Dataset entries:
**********

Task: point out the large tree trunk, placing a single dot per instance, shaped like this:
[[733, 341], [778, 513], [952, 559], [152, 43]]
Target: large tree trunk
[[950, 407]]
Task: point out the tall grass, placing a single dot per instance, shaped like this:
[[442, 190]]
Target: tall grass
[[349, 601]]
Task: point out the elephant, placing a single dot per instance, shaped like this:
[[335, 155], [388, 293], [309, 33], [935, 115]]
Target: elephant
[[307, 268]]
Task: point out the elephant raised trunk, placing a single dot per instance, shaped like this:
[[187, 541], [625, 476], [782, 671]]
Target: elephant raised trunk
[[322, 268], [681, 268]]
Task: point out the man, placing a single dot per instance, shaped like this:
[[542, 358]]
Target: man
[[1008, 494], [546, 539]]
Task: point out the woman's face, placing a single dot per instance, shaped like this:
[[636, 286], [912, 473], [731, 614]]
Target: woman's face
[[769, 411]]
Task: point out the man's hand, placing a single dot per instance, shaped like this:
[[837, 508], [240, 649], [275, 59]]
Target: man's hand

**********

▸ **WHAT YOU SHOULD DO**: In your response, give all the records again with nothing altered.

▸ **RESPONSE AREA**:
Task: point out the large tree trunk, placing a single dot per instance, shaped like this:
[[733, 341], [778, 513], [952, 559], [152, 43]]
Target: large tree trunk
[[950, 407]]
Task: point out the tall grass, placing a single dot per instance, shaped like this:
[[442, 190]]
Target: tall grass
[[349, 601]]
Task: point out the elephant, placing a single dot per instance, shaped like this:
[[335, 155], [388, 293], [309, 33], [935, 115]]
Target: elephant
[[307, 268]]
Task: point out the elephant raised trunk, placing a single dot per instance, shaped like this:
[[187, 541], [625, 476], [782, 671]]
Target: elephant raised trunk
[[322, 268], [681, 268]]
Task: point out the man, placing a single dot per instance, shaped like this:
[[542, 358]]
Target: man
[[1008, 494], [546, 539]]
Task: point out the woman's face, placing a single dot per instance, shaped like this:
[[636, 286], [912, 473], [731, 614]]
Target: woman's face
[[769, 411]]
Task: point out the man's hand, placing a single dot per instance, shaped like this:
[[837, 508], [240, 649], [275, 59]]
Target: man's hand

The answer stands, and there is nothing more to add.